### [EXERCISE AIM]
In the listing below, a line holding "Target: drum kit" and a line holding "like x=122, y=421." mark the range. Retype both exactly, with all lines between them.

### [GIVEN ENTRIES]
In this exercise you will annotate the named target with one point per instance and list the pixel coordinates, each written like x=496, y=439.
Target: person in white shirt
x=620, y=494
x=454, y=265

* * *

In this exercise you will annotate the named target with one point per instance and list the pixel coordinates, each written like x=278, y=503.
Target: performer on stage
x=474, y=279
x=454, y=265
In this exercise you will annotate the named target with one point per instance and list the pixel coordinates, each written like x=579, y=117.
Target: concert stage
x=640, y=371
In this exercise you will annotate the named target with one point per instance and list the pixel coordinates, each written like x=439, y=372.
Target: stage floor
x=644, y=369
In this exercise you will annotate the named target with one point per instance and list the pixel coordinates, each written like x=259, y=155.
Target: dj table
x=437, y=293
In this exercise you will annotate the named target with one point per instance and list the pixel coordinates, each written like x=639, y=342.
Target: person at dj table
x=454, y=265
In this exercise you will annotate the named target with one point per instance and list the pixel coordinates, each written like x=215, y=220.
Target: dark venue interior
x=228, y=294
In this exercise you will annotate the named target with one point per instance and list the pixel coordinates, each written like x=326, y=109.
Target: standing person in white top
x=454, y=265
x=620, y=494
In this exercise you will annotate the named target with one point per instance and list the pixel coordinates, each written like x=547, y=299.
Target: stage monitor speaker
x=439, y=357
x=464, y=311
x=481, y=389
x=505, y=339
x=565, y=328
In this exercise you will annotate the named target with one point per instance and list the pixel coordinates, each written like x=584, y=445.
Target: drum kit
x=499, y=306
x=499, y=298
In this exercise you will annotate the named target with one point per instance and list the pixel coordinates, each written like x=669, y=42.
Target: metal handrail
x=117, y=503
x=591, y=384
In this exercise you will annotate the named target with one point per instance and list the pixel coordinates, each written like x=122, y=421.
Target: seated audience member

### [ANSWER FOR THIS EXERCISE]
Target: drum kit
x=499, y=306
x=499, y=298
In this exercise you will annotate the named target with one point per instance and list the pixel coordinates, each written like x=669, y=42.
Target: metal handrail
x=117, y=503
x=591, y=384
In this exercise you will annotate the named target with one point per instance and list the pixel coordinates, each written like x=122, y=421.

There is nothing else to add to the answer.